═════ EXTRACT TO READ ═════
There is a lot of information on this from bing/google about theory and some examples.
What I would like to post is, working example code with some explanation.
Lets consider a simple problem:
Prob) Find the largest strictly increasing continuous sub-sequence from the given sequence.
e.g Seq: 4,5,1,6,3,6,7,9,2,4
Here as we see that increasing sub-sequences are:
1) 4,5
2) 1,6
3) 3,6,7,9
4) 2,4
Hence, the largest turns out to be 3)3,6,7,9
In brute-force / general logic, we would find a max length at each index.
e.g Start at 4, 4>5, max length at 4 is 1, proceed further, compare 4 with 1, 4>1, so the max length remains same(1) else increment it.
Here is C code for same:
The algorithm takes O(N2).
int IncSeq::getLargestSeq1(string &seq)
{
cout<< " Seq:"<<seq<<endl;
int maxLen = seq.length();
int i=0,j=0,cnt=0,s=0,max=0,len=0;
for (i=0; i<maxLen; i++)
{
cnt = 0;
s=i;
for (j=i+1; j <maxLen-1; j++)
{
if ( seq[j] > seq[s] )
{
len = ++cnt;
s++;
}
else
break;
}
if (len>max)
max = len;
}
return max;
}
If we notice, the problem can be divided into sub-problems (on lines of dynamic programming) of find the increasing length from each of the index. At each index we compare the index element with next element and accordingly increment the number.
If we separate the inner loop as follows:
int IncSeq::increasingLenFromIndexM(int i, string &seq, int maxLen)
{
if (maxLen == 0)
return 0;
if ( seq[i+1] > seq[i] )
return 1+increasingLenFromIndexM(i+1, seq, maxLen);
else
return 0;
}
So we see here that if objective of seq[i+1]>seq[i] is satisfied, add to result the next sub-problems result. You can use it as:
Another property of dynamic programming is to memoise the answers to sub-problems so that we don't solve them again in recursion. The simplest is to save the answers in an array/table and check it at entry of every sub-problem as follows:
int IncSeq::getLargestSeq1(string &seq)
═════ SUPPLIED MATERIAL ═════
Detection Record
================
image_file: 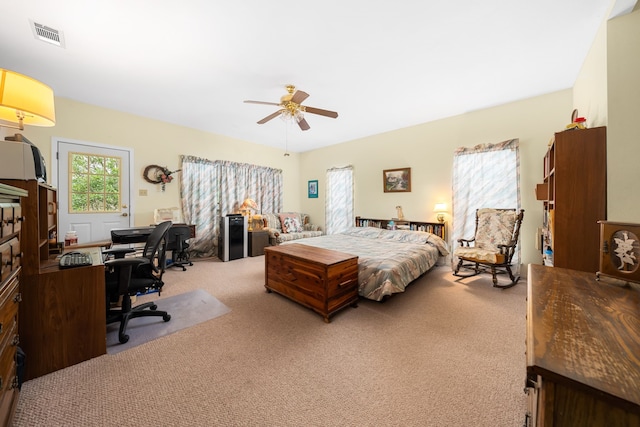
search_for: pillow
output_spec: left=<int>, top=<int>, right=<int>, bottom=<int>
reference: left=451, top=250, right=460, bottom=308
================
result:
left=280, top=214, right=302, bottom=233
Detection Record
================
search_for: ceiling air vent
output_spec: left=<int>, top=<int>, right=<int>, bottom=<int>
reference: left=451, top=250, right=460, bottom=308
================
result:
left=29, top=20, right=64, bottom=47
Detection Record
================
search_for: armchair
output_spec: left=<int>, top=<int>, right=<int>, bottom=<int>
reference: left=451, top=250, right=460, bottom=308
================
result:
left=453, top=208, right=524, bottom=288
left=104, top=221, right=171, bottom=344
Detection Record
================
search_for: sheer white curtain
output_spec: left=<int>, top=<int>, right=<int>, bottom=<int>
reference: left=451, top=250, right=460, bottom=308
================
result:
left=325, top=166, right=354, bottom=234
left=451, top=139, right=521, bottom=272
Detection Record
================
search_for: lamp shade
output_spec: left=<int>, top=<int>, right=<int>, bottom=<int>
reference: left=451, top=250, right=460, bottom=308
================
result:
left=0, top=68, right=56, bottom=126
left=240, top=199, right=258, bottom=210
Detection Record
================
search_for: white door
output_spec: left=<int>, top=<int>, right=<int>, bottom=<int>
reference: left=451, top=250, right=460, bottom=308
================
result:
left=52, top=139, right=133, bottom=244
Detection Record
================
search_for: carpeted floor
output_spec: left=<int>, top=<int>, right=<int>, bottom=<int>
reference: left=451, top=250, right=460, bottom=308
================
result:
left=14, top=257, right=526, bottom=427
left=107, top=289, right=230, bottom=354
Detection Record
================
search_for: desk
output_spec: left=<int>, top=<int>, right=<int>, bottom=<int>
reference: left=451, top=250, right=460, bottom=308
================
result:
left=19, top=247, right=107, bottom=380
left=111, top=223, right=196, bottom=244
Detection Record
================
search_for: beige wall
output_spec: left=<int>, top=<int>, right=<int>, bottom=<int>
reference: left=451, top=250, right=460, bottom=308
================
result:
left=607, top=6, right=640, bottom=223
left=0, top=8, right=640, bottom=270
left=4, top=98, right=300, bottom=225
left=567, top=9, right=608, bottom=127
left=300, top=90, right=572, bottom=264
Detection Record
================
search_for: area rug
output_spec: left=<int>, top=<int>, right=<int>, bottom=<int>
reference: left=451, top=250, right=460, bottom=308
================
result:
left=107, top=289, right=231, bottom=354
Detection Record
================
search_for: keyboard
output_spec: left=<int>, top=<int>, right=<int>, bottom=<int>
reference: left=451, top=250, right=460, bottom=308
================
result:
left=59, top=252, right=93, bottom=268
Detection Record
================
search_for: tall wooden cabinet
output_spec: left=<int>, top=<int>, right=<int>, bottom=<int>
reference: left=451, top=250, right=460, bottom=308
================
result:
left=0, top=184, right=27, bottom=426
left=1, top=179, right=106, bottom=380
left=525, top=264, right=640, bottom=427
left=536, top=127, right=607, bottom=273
═════
▶ WORK INSTRUCTIONS
1. Answer these questions about the dynamic programming post:
(a) What time complexity is given for the brute-force algorithm?
(b) Which sub-sequence turns out to be the largest in the example sequence?
(c) In the simplest form of memoization described, where are the answers to sub-problems saved?
2. Go on with the dynamic programming post from the point where it stops.
The entries can be left aside.

▶ THE ANSWERS
1.
(a) O(N2)
(b) 3,6,7,9
(c) In an array/table

2.
{
cout<< " Seq:"<<seq<<endl;
int maxLen = seq.length();
int i=0,max=0,len=0;
for (i=0; i<maxLen; i++)
{
len = increasingLenFromIndexM(i, seq, maxLen);
if (len>max)
max = len;
}
return max;
}
Now if you see, it boils down to filling the table with answers of sub-problems.
int IncSeq::increasingLenFromIndexM(int i,
string &seq, int maxLen)
{
int res =0;
if (maxLen == 0)
return 0;
if (ans[i]!=0)
return ans[i];
if ( seq[i+1] > seq[i] )
res = 1+increasingLenFromIndexM(i+1, seq, maxLen);
else
res = 0;
ans[i] = res;
return res;
}
What if start filling the table backward ? , then we can completely skip memoising the answers.
and in function "increasingLenFromIndexM" just return the ans[index].
void IncSeq::dFillAnswers(vector<int>& A, int N)
{
ans[N]=0;
for (int i=N-2; i>=0; i-=1)
{
if ( A[i] < A[i+1] )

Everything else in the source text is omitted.